Copy out verbatim every line of the entries from the line containing "Indicate every instance of the green flower" through the last line, both ends included.

START

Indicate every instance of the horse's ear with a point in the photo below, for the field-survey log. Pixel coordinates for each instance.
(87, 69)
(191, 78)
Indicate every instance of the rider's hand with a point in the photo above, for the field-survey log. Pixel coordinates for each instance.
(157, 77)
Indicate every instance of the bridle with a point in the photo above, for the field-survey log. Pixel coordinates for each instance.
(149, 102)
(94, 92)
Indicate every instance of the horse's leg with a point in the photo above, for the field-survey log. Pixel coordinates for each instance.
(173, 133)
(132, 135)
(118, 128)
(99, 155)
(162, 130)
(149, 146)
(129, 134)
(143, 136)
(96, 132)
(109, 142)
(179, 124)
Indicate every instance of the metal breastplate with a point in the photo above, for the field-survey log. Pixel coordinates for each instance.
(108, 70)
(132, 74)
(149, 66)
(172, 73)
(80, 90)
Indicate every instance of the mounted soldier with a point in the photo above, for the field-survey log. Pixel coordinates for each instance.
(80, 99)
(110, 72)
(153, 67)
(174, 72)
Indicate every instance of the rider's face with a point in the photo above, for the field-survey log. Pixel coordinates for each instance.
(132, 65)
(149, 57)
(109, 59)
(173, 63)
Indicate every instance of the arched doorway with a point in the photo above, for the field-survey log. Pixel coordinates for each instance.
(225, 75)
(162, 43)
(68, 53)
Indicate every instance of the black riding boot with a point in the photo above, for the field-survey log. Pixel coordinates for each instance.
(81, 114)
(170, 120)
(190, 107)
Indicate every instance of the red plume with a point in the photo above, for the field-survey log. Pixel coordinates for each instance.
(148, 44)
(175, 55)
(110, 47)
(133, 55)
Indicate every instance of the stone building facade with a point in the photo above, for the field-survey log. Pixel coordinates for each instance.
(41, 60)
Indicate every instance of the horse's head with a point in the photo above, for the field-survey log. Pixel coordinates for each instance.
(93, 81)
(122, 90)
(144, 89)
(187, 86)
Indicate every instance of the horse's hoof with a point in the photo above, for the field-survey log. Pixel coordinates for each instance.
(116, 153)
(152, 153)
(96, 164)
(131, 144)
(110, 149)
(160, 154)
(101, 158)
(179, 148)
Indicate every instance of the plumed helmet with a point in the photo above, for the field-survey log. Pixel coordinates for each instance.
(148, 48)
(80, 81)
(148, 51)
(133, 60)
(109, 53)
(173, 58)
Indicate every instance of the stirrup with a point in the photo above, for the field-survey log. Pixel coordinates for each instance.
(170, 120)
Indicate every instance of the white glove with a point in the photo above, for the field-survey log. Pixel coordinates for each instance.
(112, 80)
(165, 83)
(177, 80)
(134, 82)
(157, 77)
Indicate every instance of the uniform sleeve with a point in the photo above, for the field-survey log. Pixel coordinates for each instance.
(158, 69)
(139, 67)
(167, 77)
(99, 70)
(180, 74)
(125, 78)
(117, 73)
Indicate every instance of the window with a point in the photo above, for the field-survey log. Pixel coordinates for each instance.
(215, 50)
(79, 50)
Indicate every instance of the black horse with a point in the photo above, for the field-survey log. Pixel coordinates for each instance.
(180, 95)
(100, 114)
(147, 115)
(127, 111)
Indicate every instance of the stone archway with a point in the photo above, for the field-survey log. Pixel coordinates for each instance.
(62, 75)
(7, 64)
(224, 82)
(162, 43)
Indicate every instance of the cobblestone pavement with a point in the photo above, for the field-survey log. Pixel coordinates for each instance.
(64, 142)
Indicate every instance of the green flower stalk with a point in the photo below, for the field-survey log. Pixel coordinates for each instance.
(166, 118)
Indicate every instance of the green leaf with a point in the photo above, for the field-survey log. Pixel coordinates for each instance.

END

RESULT BELOW:
Indicate every instance of the green flower stalk with a point in the photo below, for the field-survey log. Pixel coordinates for each instance.
(166, 118)
Indicate every instance of the green leaf with a point in the photo above, for the field-survey log. Pixel coordinates for each instance.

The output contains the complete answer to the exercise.